* **AIM OF THE TASK**: Report each line of the items below that contains the word "corner", reproducing every such line in full.

Dataset rows
_ _ _ _ _
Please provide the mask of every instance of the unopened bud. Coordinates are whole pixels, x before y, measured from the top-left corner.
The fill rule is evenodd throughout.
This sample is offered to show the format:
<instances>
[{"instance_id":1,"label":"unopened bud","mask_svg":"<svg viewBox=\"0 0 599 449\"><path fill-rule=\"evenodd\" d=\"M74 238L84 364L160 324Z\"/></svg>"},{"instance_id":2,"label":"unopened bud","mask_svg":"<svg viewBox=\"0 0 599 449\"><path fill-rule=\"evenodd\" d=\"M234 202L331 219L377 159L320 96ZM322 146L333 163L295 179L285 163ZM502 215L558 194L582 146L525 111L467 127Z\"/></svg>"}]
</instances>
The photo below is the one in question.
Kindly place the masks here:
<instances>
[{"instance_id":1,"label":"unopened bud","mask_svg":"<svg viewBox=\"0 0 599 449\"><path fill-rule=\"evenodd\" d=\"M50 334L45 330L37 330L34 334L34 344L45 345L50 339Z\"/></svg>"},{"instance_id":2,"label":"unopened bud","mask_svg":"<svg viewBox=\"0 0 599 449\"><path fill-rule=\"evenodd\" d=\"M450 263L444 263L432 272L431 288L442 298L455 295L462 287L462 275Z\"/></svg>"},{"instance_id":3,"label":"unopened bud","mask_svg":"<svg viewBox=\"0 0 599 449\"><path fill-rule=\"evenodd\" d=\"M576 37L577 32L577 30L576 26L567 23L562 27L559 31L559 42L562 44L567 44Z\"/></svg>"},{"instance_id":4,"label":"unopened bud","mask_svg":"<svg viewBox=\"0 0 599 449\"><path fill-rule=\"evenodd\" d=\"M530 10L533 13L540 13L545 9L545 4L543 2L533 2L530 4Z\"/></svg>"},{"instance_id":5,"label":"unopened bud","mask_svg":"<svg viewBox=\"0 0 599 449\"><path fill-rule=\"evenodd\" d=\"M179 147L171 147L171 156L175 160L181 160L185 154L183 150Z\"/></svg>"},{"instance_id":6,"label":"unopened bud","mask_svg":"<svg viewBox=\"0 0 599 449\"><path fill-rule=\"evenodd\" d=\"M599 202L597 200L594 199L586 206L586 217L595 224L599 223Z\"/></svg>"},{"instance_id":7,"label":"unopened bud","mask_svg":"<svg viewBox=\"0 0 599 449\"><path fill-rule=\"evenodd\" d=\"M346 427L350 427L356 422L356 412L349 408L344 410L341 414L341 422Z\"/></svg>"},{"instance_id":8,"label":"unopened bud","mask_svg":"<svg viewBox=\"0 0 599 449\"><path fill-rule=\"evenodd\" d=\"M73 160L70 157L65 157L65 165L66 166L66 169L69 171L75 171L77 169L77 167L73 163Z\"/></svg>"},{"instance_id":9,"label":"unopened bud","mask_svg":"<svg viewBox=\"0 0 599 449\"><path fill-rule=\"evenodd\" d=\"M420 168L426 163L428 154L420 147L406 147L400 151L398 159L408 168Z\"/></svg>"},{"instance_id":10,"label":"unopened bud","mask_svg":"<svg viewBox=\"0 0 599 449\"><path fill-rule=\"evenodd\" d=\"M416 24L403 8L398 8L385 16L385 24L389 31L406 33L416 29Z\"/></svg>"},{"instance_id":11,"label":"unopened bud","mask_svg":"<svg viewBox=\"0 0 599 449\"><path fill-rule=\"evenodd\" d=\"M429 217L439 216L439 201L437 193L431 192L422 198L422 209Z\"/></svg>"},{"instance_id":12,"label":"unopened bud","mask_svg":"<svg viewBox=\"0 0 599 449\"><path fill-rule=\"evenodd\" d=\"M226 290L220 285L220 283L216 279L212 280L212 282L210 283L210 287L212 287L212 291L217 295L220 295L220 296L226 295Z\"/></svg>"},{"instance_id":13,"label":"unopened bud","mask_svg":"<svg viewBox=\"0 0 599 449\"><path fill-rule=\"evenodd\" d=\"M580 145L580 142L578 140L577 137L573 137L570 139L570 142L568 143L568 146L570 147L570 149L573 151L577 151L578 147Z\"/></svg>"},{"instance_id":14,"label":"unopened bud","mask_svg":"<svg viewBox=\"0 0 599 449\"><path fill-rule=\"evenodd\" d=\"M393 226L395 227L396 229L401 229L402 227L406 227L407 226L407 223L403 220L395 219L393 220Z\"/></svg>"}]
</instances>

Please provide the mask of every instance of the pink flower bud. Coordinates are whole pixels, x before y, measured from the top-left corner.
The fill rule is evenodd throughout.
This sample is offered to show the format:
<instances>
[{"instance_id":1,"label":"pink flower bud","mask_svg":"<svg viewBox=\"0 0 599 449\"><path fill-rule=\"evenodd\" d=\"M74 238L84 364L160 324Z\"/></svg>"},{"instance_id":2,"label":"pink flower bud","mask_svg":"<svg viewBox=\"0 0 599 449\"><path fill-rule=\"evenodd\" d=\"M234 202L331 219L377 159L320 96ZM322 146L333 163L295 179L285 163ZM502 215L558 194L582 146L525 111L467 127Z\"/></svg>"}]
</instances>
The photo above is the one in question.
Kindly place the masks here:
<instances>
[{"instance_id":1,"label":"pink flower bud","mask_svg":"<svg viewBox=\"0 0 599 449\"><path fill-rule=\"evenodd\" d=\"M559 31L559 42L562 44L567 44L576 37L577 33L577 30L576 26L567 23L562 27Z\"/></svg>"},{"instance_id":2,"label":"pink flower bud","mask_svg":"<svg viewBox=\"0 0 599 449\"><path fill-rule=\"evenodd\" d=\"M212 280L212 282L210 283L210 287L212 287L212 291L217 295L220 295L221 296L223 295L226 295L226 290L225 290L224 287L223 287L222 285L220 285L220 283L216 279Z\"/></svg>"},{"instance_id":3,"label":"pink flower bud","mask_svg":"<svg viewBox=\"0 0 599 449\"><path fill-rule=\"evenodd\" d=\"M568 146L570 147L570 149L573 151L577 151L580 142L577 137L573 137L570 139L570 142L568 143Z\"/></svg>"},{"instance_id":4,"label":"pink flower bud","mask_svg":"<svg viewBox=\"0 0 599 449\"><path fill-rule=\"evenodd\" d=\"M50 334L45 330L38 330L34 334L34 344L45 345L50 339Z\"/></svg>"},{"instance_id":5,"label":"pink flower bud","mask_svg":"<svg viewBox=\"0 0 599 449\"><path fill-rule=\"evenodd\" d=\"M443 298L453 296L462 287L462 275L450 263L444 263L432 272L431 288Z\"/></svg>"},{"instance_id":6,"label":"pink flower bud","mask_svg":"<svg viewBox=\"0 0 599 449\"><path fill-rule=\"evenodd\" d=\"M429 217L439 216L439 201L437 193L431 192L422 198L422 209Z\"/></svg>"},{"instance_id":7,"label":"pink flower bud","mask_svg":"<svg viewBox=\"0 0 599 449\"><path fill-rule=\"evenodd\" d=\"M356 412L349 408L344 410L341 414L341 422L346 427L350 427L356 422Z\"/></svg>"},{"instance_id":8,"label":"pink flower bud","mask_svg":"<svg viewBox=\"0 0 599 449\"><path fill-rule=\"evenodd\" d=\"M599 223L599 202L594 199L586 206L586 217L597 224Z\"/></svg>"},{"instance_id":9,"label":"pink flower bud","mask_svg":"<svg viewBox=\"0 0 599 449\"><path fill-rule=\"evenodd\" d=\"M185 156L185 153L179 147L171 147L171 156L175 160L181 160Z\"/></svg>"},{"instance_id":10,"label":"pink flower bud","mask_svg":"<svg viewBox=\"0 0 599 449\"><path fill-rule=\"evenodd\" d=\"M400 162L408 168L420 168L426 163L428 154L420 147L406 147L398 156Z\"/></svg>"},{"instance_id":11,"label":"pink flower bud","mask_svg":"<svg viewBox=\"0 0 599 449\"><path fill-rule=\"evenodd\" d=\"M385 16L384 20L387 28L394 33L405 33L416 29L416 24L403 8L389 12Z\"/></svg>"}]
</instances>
_ _ _ _ _
* **RESPONSE TO THE TASK**:
Please provide the mask of every instance of the unopened bud. Coordinates are whole pixels, x before y, measured from the top-left corner.
Please provide the mask of every instance of the pink flower bud. Coordinates are whole pixels, x before y, measured from the top-left corner.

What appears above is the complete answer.